→ **Set problem**: List every line in the rows below that contains the string "ceiling", copying each line in full.

[Location annotation dataset excerpts]
========================
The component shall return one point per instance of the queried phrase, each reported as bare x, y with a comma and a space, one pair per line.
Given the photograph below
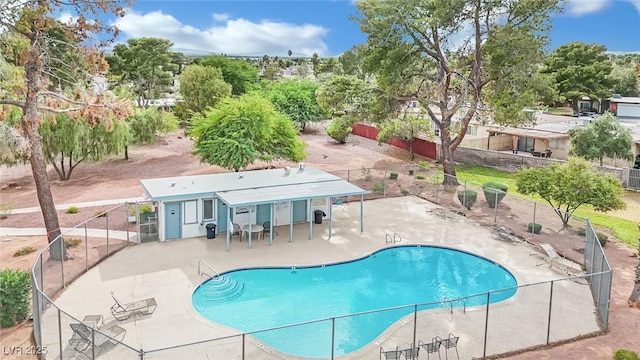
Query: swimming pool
262, 298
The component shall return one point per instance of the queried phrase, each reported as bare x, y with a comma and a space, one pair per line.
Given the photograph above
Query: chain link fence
481, 315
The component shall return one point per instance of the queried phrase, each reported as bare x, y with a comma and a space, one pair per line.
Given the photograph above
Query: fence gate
633, 181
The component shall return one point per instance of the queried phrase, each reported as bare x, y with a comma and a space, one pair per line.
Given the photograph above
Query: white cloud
583, 7
235, 36
67, 18
220, 17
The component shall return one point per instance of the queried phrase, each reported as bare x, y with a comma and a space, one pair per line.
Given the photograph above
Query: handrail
210, 267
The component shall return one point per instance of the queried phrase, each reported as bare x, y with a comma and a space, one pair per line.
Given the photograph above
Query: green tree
67, 142
315, 63
242, 75
202, 87
296, 99
145, 65
32, 20
624, 81
419, 49
242, 130
146, 123
580, 70
406, 129
603, 137
569, 185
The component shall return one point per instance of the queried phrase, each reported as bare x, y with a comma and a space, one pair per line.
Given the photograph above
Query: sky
258, 27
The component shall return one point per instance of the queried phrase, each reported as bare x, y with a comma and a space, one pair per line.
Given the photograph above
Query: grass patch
625, 230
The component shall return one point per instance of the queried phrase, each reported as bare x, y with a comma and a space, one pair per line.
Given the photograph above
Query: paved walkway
168, 271
80, 205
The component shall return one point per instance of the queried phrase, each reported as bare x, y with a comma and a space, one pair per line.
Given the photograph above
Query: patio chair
236, 230
448, 343
391, 354
430, 348
122, 311
411, 353
91, 343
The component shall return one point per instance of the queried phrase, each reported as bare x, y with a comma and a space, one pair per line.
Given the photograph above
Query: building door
299, 211
172, 221
525, 144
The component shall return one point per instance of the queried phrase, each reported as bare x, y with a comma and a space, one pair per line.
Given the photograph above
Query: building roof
251, 187
625, 99
531, 133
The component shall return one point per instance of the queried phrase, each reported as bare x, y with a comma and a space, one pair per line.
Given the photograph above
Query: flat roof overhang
324, 189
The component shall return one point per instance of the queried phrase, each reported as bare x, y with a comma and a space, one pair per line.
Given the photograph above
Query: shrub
468, 198
14, 297
602, 238
624, 354
5, 210
494, 192
72, 210
145, 208
339, 129
378, 188
100, 213
71, 242
534, 228
24, 251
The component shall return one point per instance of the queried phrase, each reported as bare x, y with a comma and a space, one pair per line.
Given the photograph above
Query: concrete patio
168, 271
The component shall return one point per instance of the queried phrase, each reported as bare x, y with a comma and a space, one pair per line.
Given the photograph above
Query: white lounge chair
122, 311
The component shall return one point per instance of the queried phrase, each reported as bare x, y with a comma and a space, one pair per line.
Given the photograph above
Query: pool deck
168, 271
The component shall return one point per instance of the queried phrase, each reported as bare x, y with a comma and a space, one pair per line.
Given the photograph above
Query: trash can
318, 215
211, 231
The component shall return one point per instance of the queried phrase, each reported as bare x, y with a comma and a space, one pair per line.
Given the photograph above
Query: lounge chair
411, 352
430, 348
122, 311
91, 343
448, 343
391, 354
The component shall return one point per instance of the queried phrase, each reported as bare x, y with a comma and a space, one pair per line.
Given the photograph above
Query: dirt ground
118, 178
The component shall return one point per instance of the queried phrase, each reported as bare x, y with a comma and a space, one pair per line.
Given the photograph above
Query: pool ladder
392, 240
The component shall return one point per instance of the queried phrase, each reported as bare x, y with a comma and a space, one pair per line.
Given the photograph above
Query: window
557, 144
208, 212
191, 212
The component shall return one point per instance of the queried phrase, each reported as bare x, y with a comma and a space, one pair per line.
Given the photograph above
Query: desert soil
171, 156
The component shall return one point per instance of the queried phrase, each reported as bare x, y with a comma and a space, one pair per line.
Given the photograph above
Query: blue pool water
255, 299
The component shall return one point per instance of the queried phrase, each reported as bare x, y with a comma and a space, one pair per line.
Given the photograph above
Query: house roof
251, 187
530, 133
625, 99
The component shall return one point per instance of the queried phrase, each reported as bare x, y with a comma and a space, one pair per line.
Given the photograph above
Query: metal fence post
62, 253
533, 227
107, 219
333, 336
495, 206
486, 326
415, 326
243, 344
86, 248
59, 333
550, 305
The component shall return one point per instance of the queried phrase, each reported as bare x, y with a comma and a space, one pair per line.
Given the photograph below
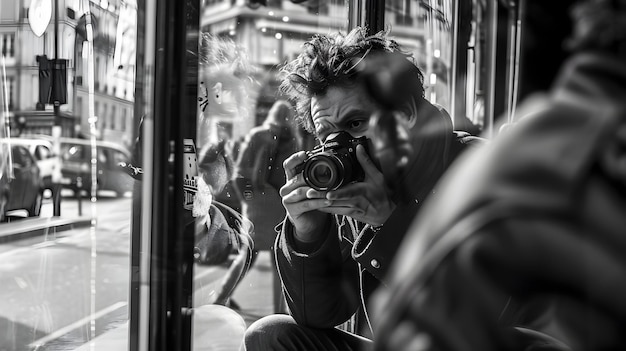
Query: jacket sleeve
322, 286
375, 250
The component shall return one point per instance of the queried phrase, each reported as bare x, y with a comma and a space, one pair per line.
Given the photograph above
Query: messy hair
332, 60
599, 25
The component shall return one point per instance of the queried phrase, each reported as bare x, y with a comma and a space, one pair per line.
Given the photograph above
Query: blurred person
335, 245
523, 248
260, 167
226, 85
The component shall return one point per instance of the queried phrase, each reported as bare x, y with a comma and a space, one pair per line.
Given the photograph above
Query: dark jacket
524, 245
325, 286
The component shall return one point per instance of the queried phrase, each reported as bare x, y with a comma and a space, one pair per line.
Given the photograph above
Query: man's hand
367, 201
302, 203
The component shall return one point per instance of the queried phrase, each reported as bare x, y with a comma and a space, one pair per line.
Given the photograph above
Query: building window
11, 88
123, 122
8, 44
113, 117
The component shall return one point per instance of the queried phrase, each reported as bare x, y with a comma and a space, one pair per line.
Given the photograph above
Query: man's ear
410, 111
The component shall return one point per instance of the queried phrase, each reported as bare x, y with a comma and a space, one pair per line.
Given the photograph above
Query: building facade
113, 78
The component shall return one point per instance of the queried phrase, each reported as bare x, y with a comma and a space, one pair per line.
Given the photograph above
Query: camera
334, 164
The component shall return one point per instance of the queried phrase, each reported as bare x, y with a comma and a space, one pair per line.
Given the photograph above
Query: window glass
238, 85
425, 28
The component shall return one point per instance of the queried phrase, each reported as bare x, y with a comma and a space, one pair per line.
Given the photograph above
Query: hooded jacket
523, 246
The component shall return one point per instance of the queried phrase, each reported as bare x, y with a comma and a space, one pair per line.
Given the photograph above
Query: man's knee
267, 331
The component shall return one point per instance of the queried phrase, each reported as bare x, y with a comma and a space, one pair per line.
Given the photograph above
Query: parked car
21, 189
46, 159
76, 155
75, 161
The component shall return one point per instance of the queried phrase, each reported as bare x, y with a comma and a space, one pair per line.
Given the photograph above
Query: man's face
342, 109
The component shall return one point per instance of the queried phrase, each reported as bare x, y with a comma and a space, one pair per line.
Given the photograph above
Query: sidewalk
29, 227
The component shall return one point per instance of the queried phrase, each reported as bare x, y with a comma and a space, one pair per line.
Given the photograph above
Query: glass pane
425, 29
246, 130
65, 213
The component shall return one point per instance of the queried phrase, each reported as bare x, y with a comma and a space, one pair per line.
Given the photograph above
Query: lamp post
39, 15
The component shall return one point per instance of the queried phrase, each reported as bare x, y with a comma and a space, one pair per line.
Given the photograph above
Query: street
61, 290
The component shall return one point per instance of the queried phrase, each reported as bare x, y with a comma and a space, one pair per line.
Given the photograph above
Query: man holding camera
347, 207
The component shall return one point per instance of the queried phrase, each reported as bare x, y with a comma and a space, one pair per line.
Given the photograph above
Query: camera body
334, 164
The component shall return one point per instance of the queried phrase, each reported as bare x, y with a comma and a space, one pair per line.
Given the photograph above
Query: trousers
281, 332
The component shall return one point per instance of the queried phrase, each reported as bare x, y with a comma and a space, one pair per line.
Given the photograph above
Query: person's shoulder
467, 139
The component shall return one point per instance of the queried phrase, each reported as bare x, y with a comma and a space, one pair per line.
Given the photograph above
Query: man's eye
356, 124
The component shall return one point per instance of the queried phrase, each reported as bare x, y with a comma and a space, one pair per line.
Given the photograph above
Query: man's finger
292, 162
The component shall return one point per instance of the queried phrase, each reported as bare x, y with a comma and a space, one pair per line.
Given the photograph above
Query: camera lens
323, 172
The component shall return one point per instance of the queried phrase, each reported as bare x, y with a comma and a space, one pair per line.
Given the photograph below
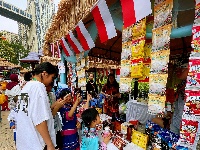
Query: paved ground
6, 134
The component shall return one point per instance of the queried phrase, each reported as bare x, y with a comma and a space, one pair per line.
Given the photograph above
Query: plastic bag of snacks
125, 68
147, 50
122, 108
156, 104
138, 47
196, 38
161, 38
159, 61
126, 51
188, 131
139, 28
125, 84
3, 98
119, 142
137, 68
163, 13
157, 83
139, 139
126, 34
132, 146
3, 85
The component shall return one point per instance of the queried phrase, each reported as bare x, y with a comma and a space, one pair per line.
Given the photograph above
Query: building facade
42, 12
9, 36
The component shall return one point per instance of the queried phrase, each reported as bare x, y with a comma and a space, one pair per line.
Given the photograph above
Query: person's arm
57, 105
96, 89
44, 132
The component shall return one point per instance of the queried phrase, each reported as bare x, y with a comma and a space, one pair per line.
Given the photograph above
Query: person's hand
78, 125
106, 139
13, 127
50, 147
59, 103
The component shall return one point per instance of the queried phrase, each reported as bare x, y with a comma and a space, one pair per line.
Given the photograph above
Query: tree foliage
13, 51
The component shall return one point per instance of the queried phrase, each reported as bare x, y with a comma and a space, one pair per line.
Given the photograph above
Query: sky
11, 25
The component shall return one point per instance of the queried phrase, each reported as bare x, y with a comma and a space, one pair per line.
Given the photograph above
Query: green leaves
13, 51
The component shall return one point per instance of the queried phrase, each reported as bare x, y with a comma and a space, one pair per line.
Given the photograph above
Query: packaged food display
156, 104
161, 38
163, 13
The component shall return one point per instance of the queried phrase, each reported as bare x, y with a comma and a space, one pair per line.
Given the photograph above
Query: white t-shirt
33, 108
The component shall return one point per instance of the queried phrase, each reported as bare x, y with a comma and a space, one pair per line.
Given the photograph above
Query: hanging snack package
157, 83
188, 130
196, 38
146, 70
137, 68
156, 104
163, 13
161, 38
193, 78
83, 62
125, 84
126, 51
125, 70
147, 50
139, 139
159, 61
138, 47
139, 28
197, 11
126, 34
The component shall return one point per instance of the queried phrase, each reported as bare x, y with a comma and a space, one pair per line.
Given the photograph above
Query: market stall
148, 49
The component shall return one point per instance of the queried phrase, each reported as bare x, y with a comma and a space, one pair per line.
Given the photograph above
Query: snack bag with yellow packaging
161, 38
139, 28
157, 83
156, 104
163, 13
159, 61
126, 51
138, 47
125, 68
137, 68
125, 84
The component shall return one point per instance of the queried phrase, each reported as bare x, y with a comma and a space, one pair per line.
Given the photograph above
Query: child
55, 106
13, 121
90, 139
69, 132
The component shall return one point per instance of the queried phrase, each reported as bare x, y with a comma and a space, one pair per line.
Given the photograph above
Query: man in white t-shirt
33, 109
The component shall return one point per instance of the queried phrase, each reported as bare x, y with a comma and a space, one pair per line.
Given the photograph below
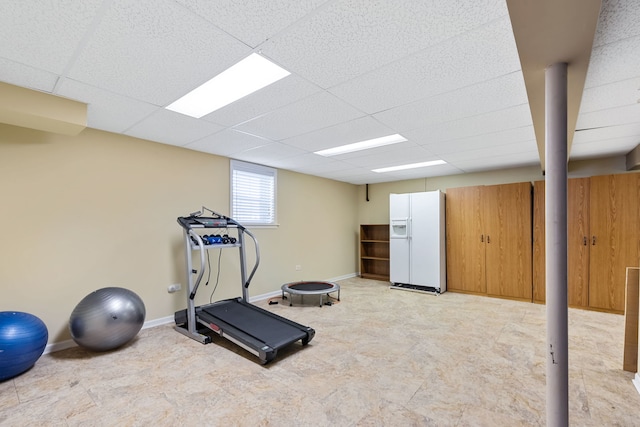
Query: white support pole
556, 244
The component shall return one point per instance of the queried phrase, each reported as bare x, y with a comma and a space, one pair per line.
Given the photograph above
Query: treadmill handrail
255, 267
202, 264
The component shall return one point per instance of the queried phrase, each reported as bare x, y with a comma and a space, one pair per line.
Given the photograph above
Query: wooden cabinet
374, 251
603, 239
489, 240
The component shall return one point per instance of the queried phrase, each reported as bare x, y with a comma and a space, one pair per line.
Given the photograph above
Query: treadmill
256, 330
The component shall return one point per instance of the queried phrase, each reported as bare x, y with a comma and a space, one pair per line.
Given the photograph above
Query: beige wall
376, 210
95, 210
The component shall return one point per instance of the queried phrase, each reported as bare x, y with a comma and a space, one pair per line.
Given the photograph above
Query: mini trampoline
310, 288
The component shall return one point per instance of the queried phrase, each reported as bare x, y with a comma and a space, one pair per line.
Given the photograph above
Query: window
253, 193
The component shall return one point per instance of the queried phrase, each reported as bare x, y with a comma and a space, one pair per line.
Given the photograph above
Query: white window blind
253, 193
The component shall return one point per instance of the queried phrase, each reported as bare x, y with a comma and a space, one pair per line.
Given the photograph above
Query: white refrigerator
417, 258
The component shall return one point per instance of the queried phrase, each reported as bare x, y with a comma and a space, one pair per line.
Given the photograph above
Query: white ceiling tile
154, 50
44, 34
618, 20
498, 161
269, 154
312, 113
172, 128
401, 150
376, 158
614, 62
609, 117
429, 171
482, 54
610, 132
335, 44
106, 110
604, 148
252, 21
491, 95
357, 130
495, 121
625, 92
279, 94
309, 161
494, 139
484, 152
227, 143
22, 75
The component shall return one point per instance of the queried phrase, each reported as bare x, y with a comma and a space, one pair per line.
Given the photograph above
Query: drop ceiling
446, 75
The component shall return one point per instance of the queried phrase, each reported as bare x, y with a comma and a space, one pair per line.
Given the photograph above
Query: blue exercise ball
107, 319
23, 338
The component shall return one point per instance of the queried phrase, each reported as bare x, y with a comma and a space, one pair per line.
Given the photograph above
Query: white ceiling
444, 74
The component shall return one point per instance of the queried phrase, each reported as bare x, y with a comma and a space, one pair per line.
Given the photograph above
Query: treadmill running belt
272, 331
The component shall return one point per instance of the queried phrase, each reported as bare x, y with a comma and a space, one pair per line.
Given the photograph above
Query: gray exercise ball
107, 319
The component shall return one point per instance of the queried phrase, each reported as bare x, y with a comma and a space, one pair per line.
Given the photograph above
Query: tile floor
380, 357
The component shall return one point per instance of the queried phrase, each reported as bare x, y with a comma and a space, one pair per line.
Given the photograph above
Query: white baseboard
63, 345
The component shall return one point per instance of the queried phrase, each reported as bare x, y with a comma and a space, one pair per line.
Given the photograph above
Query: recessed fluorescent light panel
410, 166
247, 76
362, 145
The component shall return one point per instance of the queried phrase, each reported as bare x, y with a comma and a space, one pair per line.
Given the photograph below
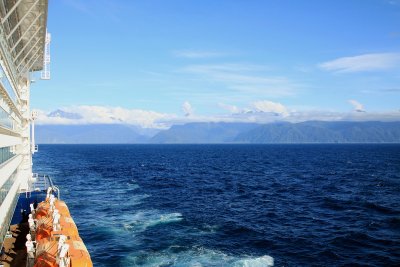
========================
→ **Result for this exercise**:
Query: white ceiling tile
Query: drop ceiling
Query: white ceiling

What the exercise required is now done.